Entries from a point annotation set
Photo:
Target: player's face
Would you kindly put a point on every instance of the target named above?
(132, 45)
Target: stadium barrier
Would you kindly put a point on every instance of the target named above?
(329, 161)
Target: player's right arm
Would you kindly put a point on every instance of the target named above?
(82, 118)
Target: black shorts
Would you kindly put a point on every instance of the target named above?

* To be done
Output each line of the material above as a JSON array of strings, one string per line, with blank lines omitted.

* Output for this task
[
  "Photo:",
  "Target: player's face",
  "Would you kindly put a point on every instance of the target named above?",
  "(132, 45)",
  "Target: stadium barrier",
  "Would you kindly put a point on every instance of the target named above?",
  "(329, 161)",
  "Target: player's right arm",
  "Would you kindly put a point on every instance of the target named above?",
  "(82, 118)",
  "Target: black shorts",
  "Would you kindly put a point on every instance of the target named above?"
]